● **GIVEN INSTRUCTION**
Which lines in the entries below contain the string "JSON"? Return each such line unchanged.

-- Start EXERCISE MATERIAL --

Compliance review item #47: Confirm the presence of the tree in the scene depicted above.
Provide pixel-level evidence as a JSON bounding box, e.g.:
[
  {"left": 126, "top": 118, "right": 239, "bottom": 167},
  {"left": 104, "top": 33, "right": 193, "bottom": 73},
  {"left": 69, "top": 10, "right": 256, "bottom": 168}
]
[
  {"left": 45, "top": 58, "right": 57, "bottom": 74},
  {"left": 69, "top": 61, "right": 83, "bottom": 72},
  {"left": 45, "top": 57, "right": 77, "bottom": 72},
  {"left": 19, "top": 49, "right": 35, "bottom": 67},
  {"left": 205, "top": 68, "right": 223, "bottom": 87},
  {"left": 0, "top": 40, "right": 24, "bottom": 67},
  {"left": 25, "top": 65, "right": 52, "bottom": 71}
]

-- End EXERCISE MATERIAL --

● **ANSWER TO THE EXERCISE**
Provide pixel-level evidence as a JSON bounding box, e.g.:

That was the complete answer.